По этому письму можно судить, что поездки за границу привлекали внимание Достоевского к процессу замены купюр, который происходил дома. Как и работники меняльных лавок, Достоевский и другие путешественники должны были хорошо знать, как выглядят разные формы денег и при каких условиях их ценность можно распознать.
В романе «Идиот» появляется еще одно упоминание новых банкнот, которое привлекает внимание к физическому облику этих купюр. В какой-то момент князь Мышкин показывает именно такую банкноту Фердыщенко, который внимательно изучает ее на свету и размышляет вслух: «Эти двадцатипятирублевые иногда ужасно буреют, а другие, напротив, совсем линяют»[646]. Эта особенность новых банкнот вполне могла быть реальным производственным дефектом новых кредитных билетов, но интересно здесь то, что этот разговор между героями свидетельствует об интересе Достоевского к происходящему процессу замены старых банкнот новыми. Хотя Мышкин ничего не отвечает Фердыщенко и эти банкноты больше не упоминаются в романе, загадка бумажных денег – то, как им удается материально воплотить абстрактную финансовую ценность – остается не разгаданной на протяжении всего романа.
Анализируя роман «Идиот» в контексте бурного роста инвестиционного капитализма в России в 1860‐е годы, Вадим Шнейдер продемонстрировал, что противоречие между материальностью денег как объекта и их абстрактной ценностью – основополагающее для структуры романа[647]. Со своей стороны, я хотела бы предположить, что (не)материальность денег – это важнейший источник повествовательного интереса в творчестве Достоевского в целом. Наряду с общими экономическими изменениями, происходившими в России во второй половине XIX века, долгая и нестабильная история российских денег помогает объяснить этот аспект творчества писателя. Причем полезной в этом случае оказывается история не только бумажных, но и металлических денег: один эпизод из этой истории особенно интересен в связи с купюрой, которую рассматривает Фердыщенко. Царь Алексей Михайлович, чей портрет был напечатан на новых двадцатипятирублевых купюрах, чрезвычайно понизил цену медных монет во время своего правления, отчеканив чрезмерное их количество. Это привело к экономическому кризису, кульминацией которого стало кровавые восстание, вошедшее в историю как Медный бунт 1662 года[648].
Выпуск бумажных денег еще более усугубил трудности, с которыми российским деньгам приходилось считаться на всех этапах своего существования, и в этом плане выпуск новых кредитных билетов в 1866‐м лишь добавил новых проблем. Повторный неоднократный выпуск этих банкнот (в количестве, все более превышающем государственный запас ценных металлов) продолжал нивелировать их ценность, а фальшивомонетчики научились их успешно копировать. Например, новую банкноту в пятьдесят рублей, выпущенную в честь Петра I, было так легко подделать, что ее отозвали всего лишь через год после выпуска. Благодаря радужному рисунку, из‐за которого подделать банкноты было сложнее, дизайн сторублевого кредитного билета оказался наиболее успешным, и именно портрет Екатерины II красовался на банкнотах дольше всех. Банкноты образца 1866 года печатались с 1869 по 1896 год, после чего на новых сторублевых кредитных билетах ее портрет не только печатался на обороте, но составлял и часть невидимого водяного знака. К 1910 году, когда появилась уже третья версия сторублевой банкноты с двумя портретами Екатерины II, видимым и невидимым, кредитные билеты этой деноминации стали известны в народе как «катеньки»[649]. Как и их предшественниц образца 1843 года, сторублевые купюры 1866 года часто называли просто «радужные», или «радужки». Как подтверждает черновой вариант рукописи Достоевского, их также называли «екатерины» – деталь, важность которой скоро станет очевидна.
□ □ □ □ □
Согласуются ли с текстом утверждения 1, 2 и 3? На каждое ответьте «да» или «нет» и дословно приведите решающие слова текста.
1. Новую пятидесятирублевую банкноту в честь Петра I отозвали через год после выпуска.
2. Мышкин отвечает на замечание Фердыщенко о банкноте.
3. Сторублевые банкноты образца 1866 года печатались до 1896 года.
Отвечать нужно только по тексту.

Фрагмент набора данных:
□ □ □ □ □
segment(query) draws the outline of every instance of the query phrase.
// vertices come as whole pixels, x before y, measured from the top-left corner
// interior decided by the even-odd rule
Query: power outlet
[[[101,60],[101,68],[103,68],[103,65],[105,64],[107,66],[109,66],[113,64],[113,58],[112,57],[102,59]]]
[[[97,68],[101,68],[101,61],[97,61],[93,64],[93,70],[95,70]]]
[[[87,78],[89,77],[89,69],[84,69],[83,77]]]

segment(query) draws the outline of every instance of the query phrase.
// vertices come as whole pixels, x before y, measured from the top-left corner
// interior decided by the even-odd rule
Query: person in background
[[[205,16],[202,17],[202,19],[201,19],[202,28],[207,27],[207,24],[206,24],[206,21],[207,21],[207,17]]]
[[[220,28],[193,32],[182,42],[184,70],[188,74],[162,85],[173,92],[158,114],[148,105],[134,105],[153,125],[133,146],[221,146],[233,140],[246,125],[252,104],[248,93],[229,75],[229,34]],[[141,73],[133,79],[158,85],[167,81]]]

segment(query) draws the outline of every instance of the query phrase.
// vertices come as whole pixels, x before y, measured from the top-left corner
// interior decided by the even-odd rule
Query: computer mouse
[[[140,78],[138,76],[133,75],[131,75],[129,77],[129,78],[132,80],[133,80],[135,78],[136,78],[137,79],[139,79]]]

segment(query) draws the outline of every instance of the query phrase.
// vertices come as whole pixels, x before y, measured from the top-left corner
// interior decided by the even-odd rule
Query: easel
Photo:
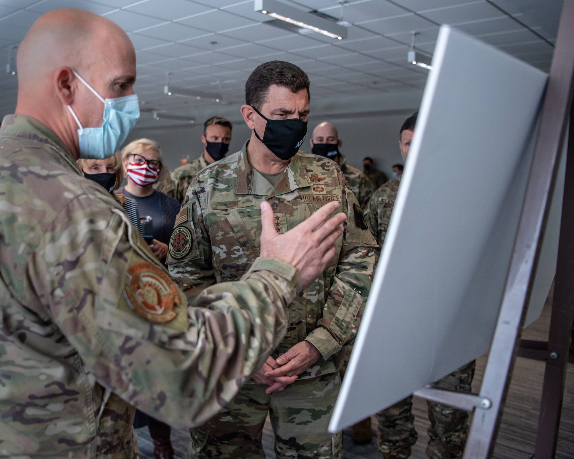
□ □ □ □ □
* _Решение_:
1. Да: «ее отозвали всего лишь через год после выпуска».
2. Нет: «Мышкин ничего не отвечает Фердыщенко».
3. Да: «Банкноты образца 1866 года печатались с 1869 по 1896 год».